───── DATA FOR ANALYSIS ─────

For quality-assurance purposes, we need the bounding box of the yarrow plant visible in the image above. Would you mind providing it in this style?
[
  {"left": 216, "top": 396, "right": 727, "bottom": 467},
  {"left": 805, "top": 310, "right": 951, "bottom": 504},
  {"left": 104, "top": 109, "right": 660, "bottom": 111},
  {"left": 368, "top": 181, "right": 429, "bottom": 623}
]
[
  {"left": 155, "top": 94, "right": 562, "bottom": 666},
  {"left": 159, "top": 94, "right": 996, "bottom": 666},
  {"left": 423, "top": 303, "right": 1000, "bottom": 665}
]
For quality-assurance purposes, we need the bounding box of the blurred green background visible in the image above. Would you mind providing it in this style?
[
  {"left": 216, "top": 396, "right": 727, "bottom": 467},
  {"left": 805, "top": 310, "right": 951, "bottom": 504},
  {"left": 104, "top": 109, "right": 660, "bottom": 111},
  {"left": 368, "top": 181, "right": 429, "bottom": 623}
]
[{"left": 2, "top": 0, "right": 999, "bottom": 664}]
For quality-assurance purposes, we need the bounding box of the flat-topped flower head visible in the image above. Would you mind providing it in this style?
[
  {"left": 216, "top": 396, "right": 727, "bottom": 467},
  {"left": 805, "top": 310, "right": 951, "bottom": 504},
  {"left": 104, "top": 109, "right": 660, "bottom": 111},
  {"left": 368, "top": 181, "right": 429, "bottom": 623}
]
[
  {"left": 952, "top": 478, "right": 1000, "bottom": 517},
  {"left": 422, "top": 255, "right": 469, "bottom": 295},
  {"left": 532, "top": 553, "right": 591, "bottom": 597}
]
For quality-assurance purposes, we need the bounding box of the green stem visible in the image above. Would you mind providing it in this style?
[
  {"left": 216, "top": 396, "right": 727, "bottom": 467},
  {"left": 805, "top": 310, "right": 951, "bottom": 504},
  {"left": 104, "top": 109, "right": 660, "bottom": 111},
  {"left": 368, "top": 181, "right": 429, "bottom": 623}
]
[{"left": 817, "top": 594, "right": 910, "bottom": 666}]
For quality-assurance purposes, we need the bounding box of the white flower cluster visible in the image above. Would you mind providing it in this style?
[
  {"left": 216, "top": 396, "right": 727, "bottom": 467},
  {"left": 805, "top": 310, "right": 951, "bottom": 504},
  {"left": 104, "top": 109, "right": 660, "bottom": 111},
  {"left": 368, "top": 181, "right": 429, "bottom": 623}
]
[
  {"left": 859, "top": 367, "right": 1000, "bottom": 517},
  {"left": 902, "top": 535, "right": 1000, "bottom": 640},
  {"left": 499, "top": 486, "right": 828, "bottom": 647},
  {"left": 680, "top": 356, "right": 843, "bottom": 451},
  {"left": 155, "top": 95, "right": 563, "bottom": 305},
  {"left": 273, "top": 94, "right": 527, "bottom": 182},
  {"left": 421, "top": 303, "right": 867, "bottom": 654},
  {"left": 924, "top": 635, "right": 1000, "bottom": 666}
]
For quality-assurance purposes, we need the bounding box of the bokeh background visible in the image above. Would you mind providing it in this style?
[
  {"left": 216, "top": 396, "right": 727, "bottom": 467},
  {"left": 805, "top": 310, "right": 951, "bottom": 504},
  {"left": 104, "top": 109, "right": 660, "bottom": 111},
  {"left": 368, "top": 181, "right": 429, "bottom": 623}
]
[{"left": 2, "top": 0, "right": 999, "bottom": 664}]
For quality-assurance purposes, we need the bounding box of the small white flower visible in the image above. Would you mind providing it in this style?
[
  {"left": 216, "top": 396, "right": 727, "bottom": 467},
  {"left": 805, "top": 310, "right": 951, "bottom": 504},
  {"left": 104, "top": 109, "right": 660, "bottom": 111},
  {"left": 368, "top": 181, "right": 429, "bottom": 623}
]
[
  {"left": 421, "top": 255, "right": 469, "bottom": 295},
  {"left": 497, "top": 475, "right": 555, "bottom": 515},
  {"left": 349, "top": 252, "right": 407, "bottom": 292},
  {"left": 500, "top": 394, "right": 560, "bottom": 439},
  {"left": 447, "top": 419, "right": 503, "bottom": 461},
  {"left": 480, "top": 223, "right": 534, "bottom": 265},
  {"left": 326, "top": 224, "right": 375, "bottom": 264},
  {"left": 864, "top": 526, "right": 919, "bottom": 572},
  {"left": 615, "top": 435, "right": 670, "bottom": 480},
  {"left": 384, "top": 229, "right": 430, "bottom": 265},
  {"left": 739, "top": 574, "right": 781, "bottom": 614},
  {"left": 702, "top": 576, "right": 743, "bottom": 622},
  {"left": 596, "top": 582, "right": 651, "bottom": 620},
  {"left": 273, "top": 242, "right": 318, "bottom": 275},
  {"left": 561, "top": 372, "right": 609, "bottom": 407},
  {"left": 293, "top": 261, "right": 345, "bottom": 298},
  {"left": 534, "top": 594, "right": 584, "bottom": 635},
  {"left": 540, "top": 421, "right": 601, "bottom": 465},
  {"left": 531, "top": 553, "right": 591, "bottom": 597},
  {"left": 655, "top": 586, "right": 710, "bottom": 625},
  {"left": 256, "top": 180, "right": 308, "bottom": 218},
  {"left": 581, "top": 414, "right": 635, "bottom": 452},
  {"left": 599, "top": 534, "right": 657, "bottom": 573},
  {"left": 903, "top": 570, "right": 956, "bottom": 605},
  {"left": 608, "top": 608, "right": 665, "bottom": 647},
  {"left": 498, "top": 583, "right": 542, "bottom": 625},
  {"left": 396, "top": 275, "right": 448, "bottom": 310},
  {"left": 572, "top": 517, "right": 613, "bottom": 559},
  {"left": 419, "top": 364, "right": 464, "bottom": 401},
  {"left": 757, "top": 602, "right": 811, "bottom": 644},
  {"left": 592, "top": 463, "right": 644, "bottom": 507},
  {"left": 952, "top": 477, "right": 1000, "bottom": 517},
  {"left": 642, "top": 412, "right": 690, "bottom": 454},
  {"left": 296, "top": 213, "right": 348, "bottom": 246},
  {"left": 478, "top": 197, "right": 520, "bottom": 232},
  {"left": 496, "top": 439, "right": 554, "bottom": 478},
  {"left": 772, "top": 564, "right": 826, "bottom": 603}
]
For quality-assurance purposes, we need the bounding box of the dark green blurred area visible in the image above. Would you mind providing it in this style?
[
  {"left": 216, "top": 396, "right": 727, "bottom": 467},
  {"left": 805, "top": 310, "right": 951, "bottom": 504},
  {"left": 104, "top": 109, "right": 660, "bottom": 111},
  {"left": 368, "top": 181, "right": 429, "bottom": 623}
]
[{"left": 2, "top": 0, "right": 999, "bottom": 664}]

─────

PROMPT
Nothing but a number is wanted: how many lines in the records above include "flower".

REPLY
3